Top of Task input
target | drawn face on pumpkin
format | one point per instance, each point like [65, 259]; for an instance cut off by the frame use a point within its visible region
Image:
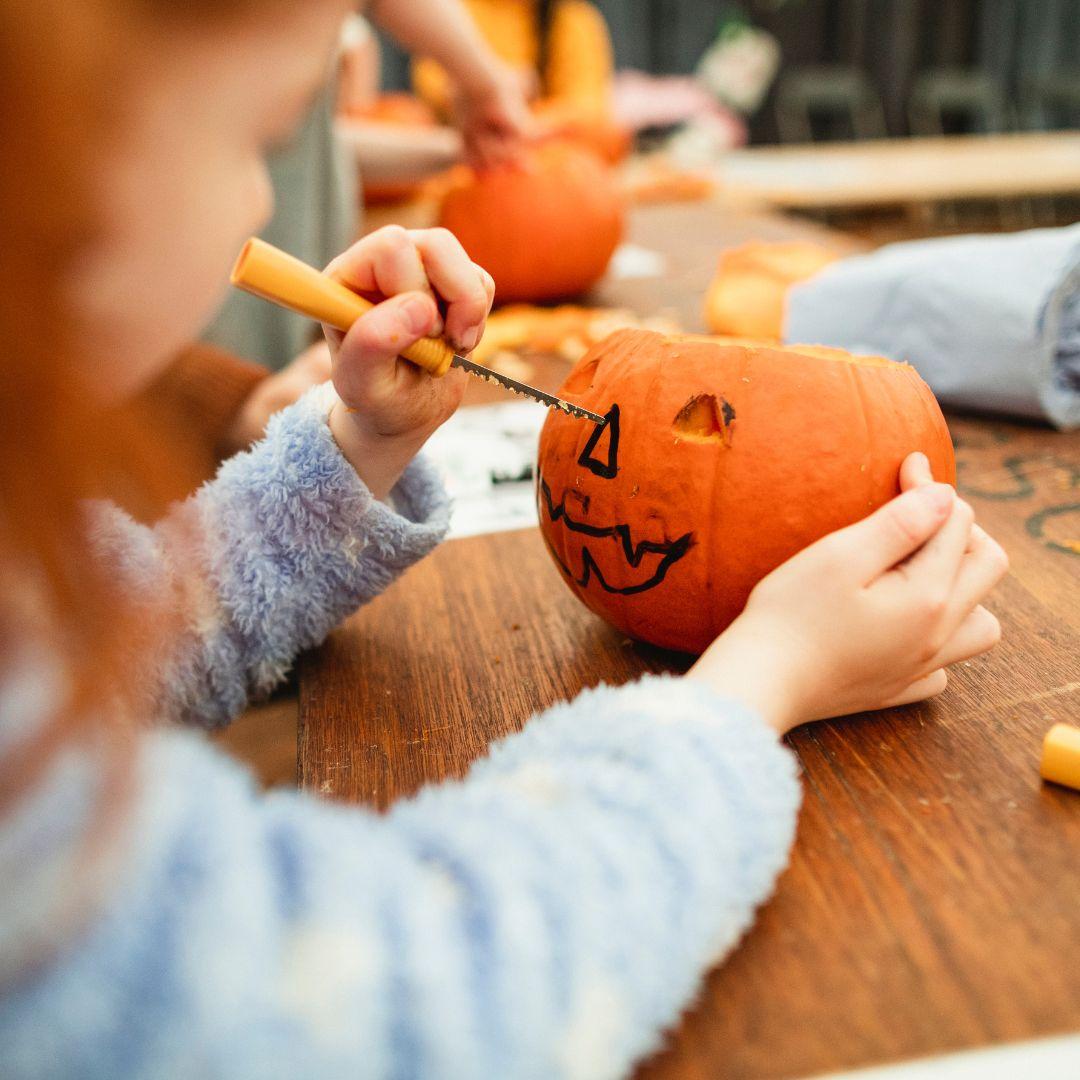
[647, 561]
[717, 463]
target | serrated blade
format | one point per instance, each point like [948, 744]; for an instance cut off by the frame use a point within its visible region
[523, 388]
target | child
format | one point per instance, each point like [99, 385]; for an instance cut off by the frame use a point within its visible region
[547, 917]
Bottom of Task input
Top of Task input
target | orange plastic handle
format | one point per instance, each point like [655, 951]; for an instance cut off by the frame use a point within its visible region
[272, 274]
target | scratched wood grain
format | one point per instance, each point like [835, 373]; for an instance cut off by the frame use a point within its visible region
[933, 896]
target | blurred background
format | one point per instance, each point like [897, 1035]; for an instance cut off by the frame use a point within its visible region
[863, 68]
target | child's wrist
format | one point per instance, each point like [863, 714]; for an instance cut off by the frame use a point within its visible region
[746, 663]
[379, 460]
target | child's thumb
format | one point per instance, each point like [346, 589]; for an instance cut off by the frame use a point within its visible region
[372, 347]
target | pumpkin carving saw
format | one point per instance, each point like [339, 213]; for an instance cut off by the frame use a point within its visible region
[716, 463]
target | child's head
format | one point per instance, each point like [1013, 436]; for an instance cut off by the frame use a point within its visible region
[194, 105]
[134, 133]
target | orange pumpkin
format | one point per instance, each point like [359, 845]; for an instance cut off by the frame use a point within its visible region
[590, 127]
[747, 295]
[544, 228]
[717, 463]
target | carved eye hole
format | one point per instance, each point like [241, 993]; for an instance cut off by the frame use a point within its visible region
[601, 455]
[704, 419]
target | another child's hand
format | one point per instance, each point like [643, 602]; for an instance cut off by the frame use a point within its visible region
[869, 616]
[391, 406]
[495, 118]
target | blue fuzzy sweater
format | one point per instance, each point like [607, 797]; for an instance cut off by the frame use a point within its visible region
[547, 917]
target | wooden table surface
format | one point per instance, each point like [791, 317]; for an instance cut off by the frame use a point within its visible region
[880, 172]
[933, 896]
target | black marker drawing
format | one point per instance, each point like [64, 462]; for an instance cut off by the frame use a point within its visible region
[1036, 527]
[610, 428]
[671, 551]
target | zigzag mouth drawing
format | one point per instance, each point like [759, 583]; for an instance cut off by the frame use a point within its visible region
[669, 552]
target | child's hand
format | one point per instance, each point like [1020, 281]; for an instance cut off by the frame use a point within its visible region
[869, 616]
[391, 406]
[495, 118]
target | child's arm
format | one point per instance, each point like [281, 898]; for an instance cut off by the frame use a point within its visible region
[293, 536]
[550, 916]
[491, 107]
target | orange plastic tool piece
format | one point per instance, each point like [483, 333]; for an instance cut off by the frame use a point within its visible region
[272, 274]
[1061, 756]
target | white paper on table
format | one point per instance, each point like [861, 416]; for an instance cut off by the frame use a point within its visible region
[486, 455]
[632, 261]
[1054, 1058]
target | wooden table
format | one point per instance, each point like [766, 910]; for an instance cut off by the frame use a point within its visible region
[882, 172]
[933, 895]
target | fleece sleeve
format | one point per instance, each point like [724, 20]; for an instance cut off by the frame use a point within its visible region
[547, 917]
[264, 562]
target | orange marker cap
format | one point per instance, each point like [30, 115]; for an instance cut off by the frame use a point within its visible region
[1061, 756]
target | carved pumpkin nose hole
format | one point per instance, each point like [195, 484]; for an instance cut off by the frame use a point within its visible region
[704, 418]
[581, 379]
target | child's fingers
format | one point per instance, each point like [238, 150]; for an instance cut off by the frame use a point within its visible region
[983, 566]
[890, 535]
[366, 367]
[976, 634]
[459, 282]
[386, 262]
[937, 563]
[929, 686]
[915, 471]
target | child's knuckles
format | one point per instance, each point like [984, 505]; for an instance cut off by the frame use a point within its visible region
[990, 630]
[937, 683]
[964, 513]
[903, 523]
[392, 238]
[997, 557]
Bottom of Task input
-- The task --
Provide the count of lines in the entries above that hold the word "carved", and leave out everything else.

-- Result --
2